_Set exercise_:
Put the stretch of lines below, from the line containing "the number 2" through the line containing "x=436 y=348", into a Markdown table with the columns Row and Line. Number each row and omit any blank lines.

_Data records_:
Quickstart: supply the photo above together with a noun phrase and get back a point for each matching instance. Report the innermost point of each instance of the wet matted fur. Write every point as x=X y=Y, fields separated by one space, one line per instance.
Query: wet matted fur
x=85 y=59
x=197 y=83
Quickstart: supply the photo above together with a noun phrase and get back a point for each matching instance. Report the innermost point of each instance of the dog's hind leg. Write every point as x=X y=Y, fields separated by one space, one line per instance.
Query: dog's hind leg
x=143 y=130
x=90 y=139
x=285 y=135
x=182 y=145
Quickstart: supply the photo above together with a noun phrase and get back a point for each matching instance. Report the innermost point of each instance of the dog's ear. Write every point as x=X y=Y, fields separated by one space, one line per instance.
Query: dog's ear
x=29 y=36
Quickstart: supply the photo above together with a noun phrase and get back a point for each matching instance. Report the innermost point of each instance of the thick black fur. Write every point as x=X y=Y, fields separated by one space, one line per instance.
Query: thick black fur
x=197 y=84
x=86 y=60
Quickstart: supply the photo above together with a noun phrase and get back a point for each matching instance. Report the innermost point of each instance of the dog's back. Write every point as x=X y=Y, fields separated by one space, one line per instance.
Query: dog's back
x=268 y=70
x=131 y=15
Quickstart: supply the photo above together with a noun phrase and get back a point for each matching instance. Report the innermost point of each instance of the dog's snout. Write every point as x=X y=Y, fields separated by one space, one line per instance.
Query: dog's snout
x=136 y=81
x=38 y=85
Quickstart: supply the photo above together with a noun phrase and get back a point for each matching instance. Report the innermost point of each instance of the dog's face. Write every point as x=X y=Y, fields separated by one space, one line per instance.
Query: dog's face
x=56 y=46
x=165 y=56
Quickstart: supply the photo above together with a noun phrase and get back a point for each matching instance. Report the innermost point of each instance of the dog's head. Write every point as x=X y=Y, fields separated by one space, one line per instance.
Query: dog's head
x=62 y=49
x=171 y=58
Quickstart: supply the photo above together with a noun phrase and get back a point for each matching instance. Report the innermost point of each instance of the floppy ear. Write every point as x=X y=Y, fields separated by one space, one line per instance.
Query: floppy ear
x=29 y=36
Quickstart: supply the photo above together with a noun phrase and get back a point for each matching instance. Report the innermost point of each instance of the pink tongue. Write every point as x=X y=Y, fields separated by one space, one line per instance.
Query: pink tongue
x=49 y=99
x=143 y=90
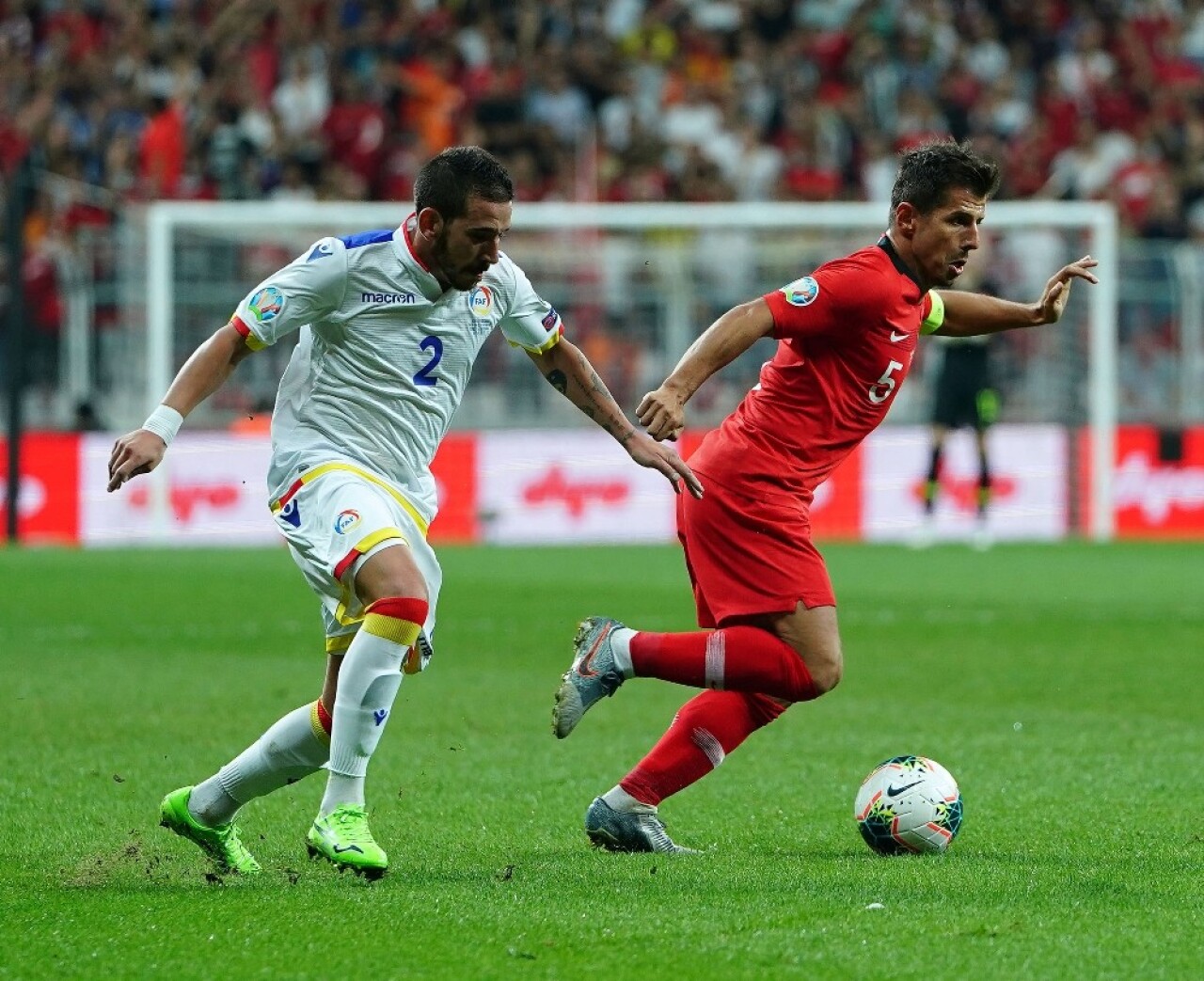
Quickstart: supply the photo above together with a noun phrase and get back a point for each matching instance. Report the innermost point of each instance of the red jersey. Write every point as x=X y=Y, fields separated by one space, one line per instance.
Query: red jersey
x=847 y=334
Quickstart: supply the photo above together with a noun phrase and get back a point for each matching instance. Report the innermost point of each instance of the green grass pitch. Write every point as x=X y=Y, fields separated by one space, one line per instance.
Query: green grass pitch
x=1062 y=685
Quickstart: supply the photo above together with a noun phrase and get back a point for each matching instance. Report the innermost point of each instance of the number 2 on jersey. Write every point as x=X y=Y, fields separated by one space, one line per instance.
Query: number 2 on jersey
x=882 y=388
x=436 y=348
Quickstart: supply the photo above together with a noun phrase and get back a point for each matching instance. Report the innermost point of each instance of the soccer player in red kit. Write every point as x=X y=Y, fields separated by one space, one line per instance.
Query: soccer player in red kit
x=847 y=335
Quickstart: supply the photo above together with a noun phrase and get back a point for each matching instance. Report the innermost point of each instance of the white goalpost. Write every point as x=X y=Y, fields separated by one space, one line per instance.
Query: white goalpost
x=630 y=245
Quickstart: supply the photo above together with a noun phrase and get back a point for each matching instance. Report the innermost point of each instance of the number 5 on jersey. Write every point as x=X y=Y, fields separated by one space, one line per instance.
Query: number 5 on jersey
x=882 y=388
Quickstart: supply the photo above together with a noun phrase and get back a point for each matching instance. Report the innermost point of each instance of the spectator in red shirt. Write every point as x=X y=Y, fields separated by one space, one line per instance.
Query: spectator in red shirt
x=163 y=150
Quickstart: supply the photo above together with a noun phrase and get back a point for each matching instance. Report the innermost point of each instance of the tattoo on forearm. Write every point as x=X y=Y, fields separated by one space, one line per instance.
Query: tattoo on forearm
x=587 y=390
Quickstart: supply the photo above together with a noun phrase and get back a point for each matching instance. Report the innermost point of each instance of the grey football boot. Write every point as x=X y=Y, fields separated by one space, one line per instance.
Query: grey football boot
x=592 y=676
x=631 y=831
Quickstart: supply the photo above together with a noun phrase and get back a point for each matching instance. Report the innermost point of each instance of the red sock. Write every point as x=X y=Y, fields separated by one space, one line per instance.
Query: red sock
x=707 y=728
x=734 y=658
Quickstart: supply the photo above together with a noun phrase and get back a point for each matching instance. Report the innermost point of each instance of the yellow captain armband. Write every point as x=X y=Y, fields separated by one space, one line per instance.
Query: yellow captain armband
x=936 y=318
x=547 y=345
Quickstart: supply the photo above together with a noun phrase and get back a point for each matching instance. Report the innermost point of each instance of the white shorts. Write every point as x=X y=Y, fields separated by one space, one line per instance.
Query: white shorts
x=334 y=517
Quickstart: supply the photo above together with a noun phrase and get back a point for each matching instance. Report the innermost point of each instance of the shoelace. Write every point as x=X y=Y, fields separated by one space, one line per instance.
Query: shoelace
x=655 y=831
x=354 y=826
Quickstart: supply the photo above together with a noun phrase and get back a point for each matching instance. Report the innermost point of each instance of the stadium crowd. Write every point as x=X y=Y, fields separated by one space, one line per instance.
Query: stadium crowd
x=614 y=100
x=607 y=100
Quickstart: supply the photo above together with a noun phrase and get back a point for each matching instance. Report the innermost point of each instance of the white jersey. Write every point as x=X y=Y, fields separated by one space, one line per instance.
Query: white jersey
x=383 y=356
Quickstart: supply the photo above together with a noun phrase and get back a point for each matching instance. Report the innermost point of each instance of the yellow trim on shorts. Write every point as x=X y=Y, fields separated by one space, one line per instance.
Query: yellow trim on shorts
x=401 y=632
x=370 y=542
x=340 y=643
x=318 y=731
x=313 y=473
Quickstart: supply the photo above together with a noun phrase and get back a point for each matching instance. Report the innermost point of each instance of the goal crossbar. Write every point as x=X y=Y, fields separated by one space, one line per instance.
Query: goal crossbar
x=1096 y=219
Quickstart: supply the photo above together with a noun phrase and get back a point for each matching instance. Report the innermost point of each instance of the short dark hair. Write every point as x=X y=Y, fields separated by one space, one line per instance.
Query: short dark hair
x=929 y=171
x=448 y=180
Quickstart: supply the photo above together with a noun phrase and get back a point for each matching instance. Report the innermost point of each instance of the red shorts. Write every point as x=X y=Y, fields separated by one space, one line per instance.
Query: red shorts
x=749 y=556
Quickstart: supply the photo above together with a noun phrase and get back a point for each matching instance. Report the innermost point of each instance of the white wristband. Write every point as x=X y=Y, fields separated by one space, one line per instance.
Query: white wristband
x=164 y=422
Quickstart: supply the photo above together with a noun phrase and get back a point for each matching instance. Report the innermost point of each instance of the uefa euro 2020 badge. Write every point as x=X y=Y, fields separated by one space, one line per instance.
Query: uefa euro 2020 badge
x=266 y=305
x=802 y=292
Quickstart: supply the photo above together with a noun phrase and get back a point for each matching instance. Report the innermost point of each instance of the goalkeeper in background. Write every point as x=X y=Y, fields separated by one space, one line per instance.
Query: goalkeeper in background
x=390 y=323
x=963 y=396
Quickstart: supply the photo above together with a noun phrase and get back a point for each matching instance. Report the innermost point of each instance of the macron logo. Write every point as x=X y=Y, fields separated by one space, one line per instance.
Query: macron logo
x=388 y=299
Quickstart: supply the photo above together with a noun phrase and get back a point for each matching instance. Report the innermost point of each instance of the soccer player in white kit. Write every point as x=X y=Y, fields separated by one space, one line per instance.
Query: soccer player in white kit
x=390 y=323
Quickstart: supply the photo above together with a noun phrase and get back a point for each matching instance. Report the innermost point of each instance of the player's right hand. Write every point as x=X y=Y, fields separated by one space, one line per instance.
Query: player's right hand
x=662 y=413
x=135 y=452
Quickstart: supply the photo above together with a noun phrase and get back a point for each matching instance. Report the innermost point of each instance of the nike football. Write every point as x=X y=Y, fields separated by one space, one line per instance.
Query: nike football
x=908 y=804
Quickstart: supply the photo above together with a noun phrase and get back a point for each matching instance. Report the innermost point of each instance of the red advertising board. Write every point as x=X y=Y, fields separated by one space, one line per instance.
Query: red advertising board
x=454 y=468
x=50 y=487
x=1159 y=482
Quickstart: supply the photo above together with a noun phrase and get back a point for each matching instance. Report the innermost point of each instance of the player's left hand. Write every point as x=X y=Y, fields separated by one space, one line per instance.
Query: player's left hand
x=648 y=452
x=1057 y=291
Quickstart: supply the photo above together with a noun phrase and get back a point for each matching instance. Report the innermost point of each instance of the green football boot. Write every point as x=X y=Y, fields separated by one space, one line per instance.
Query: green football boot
x=220 y=843
x=344 y=839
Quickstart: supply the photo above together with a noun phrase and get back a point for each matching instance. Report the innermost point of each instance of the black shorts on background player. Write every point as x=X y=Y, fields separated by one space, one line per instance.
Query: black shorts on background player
x=963 y=394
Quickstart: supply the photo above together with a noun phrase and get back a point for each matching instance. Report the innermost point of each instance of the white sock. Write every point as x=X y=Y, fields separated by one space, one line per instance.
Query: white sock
x=617 y=799
x=368 y=685
x=288 y=752
x=620 y=645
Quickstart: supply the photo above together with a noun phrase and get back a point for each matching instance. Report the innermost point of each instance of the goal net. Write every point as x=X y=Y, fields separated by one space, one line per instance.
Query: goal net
x=637 y=283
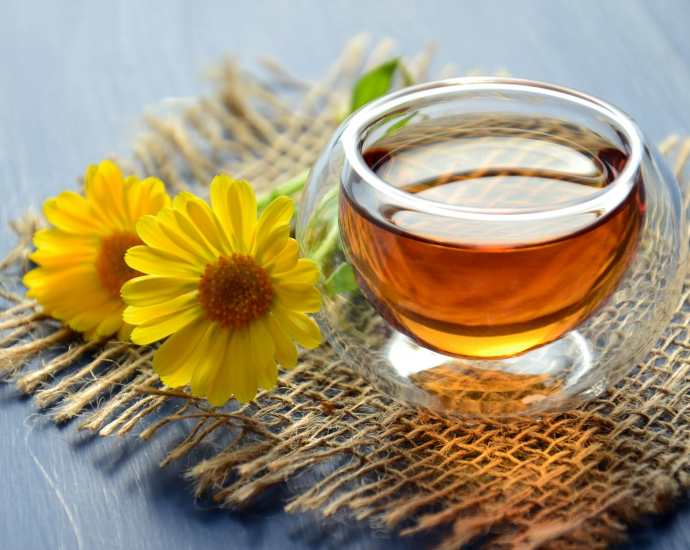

_Correct answer_:
| Row | Line |
|---|---|
| 1 | Quickstart: supply the photo above together with a noun phrase and get back a point for each matching instance. Report the innermost point of each instance of the number 2 on jersey. Write every point as x=X y=Y, fields separated by one space, one line per instance. |
| 2 | Query: number 2 on jersey |
| 3 | x=882 y=388 |
| 4 | x=436 y=348 |